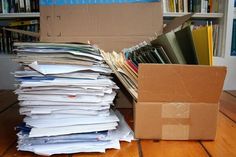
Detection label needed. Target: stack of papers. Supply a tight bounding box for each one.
[14,43,133,155]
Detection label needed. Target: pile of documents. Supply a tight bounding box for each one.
[14,43,133,155]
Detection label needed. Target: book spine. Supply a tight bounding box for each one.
[25,0,31,12]
[19,0,25,12]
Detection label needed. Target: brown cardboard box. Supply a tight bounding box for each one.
[40,2,163,51]
[40,2,226,140]
[134,64,226,140]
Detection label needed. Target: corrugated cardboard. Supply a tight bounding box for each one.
[40,2,226,140]
[40,2,163,51]
[135,64,226,140]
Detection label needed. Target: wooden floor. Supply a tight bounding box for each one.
[0,91,236,157]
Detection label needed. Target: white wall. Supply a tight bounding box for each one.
[0,54,18,90]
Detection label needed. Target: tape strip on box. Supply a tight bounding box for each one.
[161,103,190,140]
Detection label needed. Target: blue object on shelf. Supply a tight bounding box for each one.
[40,0,160,6]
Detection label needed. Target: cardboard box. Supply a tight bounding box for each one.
[40,2,163,51]
[134,64,226,140]
[40,2,226,140]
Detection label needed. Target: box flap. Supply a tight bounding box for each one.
[40,2,163,51]
[138,64,226,103]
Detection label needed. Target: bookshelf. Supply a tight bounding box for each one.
[0,12,40,19]
[213,0,236,90]
[163,0,236,90]
[163,12,224,19]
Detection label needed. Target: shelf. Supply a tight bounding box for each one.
[163,12,223,19]
[0,12,40,19]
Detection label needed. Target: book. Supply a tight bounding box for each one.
[151,31,186,64]
[175,26,198,64]
[192,25,213,65]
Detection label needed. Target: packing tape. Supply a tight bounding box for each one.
[161,103,190,140]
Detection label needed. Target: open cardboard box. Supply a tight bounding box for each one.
[40,2,226,140]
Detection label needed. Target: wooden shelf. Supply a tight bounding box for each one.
[0,12,40,19]
[163,12,223,19]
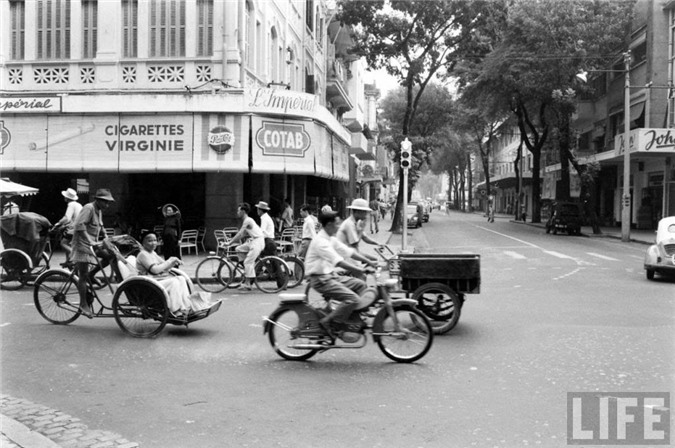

# Task to carry out:
Format every line above as a Markdown table with the columns Row and Line, putting a running row number in the first column and the line itself in the second. Skip blank lines, and leave the pictures out of the table.

# In response:
| Row | Line |
|---|---|
| 1 | Detection label needed. Target: stack of papers. Supply a tight bounding box for each one. |
| 2 | [14,43,133,155] |
| 3 | Detection label needed. Target: pile of documents. Supply a tight bounding box for each one. |
| 4 | [14,43,133,155] |
| 5 | Detection label needed. Target: book spine. Supply a tight bounding box for each one. |
| 6 | [25,0,31,12] |
| 7 | [19,0,25,12] |
| 8 | Detection label needed. Target: brown cardboard box. Supply a tight bounding box for each one. |
| 9 | [40,2,163,51] |
| 10 | [40,2,226,140] |
| 11 | [134,64,226,140] |
| 12 | Detection label needed. Target: corrugated cardboard. Supply a tight bounding box for each one. |
| 13 | [40,2,226,140] |
| 14 | [40,2,163,51] |
| 15 | [135,64,226,140] |
| 16 | Detection label needed. Target: wooden floor. Supply a tight bounding box for each one. |
| 17 | [0,91,236,157] |
| 18 | Detection label needed. Target: white wall. Supply a tight bounding box for each one. |
| 19 | [0,54,18,90] |
| 20 | Detection label needed. Target: tape strip on box. Supply a tight bounding box for each one. |
| 21 | [161,103,190,140] |
| 22 | Detection label needed. Target: blue object on shelf. Supply a tight bounding box for each one. |
| 23 | [40,0,160,6] |
| 24 | Detection label needed. Target: cardboard box. Supply a tight bounding box for each one. |
| 25 | [40,2,163,51] |
| 26 | [134,64,226,140] |
| 27 | [40,2,226,140] |
| 28 | Detection label needed. Target: box flap. Supply a tight bounding box for each one. |
| 29 | [40,2,163,51] |
| 30 | [138,64,226,103] |
| 31 | Detection label needed. Target: bookshelf. Supply a tight bounding box for each one. |
| 32 | [0,12,40,19] |
| 33 | [213,0,236,90] |
| 34 | [163,0,236,90] |
| 35 | [163,12,224,19] |
| 36 | Detection label needed. Target: shelf. Supply a tight bounding box for each one. |
| 37 | [163,12,223,19] |
| 38 | [0,12,40,19] |
| 39 | Detection label needed. Target: book. Supply a tight bounding box for each one. |
| 40 | [151,31,186,64] |
| 41 | [175,26,198,64] |
| 42 | [192,25,213,65] |
| 43 | Detection label needed. Target: packing tape. Supply a tight bounding box for each one. |
| 44 | [161,103,190,140] |
| 45 | Detection label needed. Target: open cardboard box. Supply a tight bounding box for each one. |
| 46 | [40,2,226,140] |
| 47 | Detection label needed. Target: wooden shelf. Supply a tight bounding box for each one. |
| 48 | [0,12,40,19] |
| 49 | [163,12,223,19] |